Problem to work on: Every line holding the string "person" should be copied from the listing.

- - -

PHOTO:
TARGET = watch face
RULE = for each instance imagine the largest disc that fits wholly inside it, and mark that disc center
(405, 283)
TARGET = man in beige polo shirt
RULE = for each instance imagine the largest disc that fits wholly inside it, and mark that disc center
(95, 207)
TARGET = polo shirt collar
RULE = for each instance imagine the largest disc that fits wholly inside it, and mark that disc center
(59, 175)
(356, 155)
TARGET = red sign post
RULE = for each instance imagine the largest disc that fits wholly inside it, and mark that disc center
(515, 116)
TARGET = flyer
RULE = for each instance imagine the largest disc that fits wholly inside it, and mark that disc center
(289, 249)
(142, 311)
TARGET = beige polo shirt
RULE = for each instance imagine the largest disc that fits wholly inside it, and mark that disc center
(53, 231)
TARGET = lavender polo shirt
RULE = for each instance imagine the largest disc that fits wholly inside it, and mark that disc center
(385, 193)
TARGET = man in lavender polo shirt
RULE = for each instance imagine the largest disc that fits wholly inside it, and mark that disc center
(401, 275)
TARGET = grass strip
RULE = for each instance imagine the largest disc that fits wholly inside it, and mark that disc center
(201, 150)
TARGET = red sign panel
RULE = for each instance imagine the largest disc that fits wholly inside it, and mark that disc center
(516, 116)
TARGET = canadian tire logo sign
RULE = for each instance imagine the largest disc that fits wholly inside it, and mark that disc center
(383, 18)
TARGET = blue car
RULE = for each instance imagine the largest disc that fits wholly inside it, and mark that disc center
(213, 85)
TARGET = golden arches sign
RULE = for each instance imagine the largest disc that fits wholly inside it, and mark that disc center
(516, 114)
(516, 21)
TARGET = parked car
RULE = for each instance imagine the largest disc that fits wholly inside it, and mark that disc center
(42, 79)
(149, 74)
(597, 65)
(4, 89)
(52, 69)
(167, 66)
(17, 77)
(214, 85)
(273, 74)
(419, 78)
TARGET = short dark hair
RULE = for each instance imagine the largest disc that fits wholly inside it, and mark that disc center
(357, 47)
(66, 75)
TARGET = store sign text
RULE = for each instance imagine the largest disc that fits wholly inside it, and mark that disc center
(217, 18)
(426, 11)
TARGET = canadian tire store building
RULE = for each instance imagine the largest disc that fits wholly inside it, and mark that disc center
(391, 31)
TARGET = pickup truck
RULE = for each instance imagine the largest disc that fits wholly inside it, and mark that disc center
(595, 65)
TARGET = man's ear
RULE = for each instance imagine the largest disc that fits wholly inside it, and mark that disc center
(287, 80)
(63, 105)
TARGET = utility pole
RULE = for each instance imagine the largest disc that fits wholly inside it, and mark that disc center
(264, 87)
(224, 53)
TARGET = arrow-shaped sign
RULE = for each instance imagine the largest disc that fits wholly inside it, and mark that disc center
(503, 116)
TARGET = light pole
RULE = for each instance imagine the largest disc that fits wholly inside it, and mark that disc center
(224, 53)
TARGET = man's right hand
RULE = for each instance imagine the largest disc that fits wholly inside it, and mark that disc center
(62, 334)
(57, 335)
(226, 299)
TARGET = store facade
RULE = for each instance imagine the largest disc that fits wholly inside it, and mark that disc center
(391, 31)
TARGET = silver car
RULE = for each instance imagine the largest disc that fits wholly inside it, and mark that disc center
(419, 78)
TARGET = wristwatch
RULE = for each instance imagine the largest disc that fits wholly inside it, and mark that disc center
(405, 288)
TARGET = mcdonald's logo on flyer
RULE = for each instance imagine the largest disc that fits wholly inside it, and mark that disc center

- - -

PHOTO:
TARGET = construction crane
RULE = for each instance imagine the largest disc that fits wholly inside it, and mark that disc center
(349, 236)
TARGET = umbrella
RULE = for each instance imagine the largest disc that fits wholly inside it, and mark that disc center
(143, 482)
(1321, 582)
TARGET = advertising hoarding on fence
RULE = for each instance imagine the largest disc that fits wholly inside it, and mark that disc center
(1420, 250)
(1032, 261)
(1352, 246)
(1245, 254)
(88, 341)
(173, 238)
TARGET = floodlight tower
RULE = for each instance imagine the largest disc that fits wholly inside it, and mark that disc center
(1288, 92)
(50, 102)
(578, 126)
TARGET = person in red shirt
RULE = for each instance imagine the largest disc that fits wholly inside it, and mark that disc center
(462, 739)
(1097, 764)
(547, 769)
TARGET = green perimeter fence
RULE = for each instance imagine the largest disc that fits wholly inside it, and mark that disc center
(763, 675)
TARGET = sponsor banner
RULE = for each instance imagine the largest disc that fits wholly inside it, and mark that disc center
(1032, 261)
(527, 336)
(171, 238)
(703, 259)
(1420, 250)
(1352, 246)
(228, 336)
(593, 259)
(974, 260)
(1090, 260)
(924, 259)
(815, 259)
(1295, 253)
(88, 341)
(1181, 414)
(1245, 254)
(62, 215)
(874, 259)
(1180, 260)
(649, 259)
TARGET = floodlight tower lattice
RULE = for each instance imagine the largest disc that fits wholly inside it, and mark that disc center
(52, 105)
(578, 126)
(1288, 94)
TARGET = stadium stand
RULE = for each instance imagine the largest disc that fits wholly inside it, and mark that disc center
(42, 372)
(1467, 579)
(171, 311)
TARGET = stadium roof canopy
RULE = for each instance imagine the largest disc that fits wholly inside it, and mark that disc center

- - -

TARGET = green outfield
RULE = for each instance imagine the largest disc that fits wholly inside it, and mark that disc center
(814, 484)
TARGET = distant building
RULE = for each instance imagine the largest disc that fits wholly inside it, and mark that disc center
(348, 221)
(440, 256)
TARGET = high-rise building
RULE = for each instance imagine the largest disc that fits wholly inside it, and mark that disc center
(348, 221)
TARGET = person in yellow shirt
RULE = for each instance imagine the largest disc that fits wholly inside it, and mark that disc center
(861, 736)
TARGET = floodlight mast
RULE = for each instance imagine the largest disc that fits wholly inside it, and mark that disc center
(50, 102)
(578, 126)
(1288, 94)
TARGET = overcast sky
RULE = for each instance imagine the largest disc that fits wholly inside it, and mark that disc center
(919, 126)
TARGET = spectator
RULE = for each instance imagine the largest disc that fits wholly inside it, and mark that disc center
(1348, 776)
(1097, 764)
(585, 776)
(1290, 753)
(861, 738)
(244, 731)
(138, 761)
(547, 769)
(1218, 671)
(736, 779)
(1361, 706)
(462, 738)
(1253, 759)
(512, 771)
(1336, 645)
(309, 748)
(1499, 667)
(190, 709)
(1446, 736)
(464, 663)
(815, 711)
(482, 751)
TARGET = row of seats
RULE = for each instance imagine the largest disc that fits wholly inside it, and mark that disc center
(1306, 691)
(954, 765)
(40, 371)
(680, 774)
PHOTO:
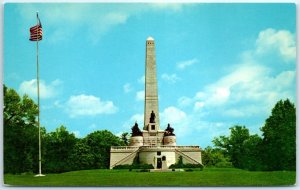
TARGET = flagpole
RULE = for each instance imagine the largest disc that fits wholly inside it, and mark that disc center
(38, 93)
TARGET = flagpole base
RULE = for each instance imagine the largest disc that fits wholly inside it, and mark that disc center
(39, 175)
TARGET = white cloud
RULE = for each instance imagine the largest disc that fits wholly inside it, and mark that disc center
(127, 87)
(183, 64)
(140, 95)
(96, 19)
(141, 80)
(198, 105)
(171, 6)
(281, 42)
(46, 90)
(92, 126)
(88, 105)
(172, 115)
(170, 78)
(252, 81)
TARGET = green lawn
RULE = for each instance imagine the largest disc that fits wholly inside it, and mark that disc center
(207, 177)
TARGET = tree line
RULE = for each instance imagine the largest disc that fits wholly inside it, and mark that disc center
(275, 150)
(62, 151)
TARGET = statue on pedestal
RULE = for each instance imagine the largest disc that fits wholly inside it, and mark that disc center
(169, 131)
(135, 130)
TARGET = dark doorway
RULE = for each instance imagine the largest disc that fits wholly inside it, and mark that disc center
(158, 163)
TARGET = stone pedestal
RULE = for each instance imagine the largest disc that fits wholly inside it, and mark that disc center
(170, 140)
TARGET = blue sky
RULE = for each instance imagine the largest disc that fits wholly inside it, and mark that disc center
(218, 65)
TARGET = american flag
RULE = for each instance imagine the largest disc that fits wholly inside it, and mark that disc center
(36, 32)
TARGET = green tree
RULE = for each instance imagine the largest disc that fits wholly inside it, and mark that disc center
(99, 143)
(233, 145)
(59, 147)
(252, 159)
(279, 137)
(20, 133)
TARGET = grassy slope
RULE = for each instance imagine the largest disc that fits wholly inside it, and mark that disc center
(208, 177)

- - -

Reply:
TARGET = person in red shirt
TARGET = person in yellow shirt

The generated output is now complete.